> **Work order**: Copy the data exactly. Leave nothing out.
::::
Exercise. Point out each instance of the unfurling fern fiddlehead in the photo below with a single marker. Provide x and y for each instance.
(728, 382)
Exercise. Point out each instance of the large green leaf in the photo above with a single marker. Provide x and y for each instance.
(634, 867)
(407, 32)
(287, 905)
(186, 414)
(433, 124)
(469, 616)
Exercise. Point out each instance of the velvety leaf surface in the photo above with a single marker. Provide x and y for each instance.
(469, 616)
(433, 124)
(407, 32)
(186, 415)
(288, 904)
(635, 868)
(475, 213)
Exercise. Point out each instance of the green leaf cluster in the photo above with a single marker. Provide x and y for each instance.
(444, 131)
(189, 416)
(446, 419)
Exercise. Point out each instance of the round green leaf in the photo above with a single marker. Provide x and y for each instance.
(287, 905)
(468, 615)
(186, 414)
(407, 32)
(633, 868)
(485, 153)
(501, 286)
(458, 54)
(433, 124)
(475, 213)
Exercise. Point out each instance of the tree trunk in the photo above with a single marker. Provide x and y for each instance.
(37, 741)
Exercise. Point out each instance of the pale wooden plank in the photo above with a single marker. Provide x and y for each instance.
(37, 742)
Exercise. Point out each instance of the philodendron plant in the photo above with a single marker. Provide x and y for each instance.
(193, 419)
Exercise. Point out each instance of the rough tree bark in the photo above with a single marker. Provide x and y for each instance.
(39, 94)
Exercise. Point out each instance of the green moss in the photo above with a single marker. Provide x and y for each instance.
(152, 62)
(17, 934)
::::
> **Exercise solution**:
Exercise. Point out each instance of the unfurling fern fiddlehead in the photo below with a single marker. Provide x and y for each instance.
(728, 382)
Exercise. Point out each instance of the large green leaf in the photo above with a single marker. Provide x and y for each instance.
(634, 867)
(407, 32)
(287, 905)
(186, 414)
(433, 124)
(469, 616)
Exercise. Point out each instance of the velvety leaf surface in the photo above with a single marker. Provide x and y for each instance.
(469, 616)
(433, 124)
(407, 32)
(186, 415)
(288, 904)
(635, 868)
(475, 213)
Exercise. Point out each instance of the green leaf cluster in the photo above with a single marker. Provide x and y for each instance.
(444, 131)
(189, 416)
(446, 419)
Exercise. Point out each instance of the round green leaf in the photo above with a single marker. Provide x and y for each instance.
(287, 905)
(468, 615)
(186, 414)
(407, 32)
(633, 868)
(485, 153)
(501, 286)
(458, 54)
(433, 124)
(475, 213)
Exercise. Point out each instance of the tree trunk in the photo above with a single marker. Provide x and y for each instance.
(37, 741)
Exercise. Point out each instance of the pale wooden plank in the photo above with a single marker. Provide x and y for each instance.
(37, 742)
Exercise. Point out each instance of the philodendron plant in the photo above with a single marker. Provide x and y for each instance.
(193, 419)
Exercise. Point out each instance of the rough tree bark in the photo above with a single marker. Provide x and y for each instance.
(39, 94)
Exercise. Point out each instance of the green moss in the photo above with a single marker. Provide x and y for each instance.
(152, 62)
(17, 934)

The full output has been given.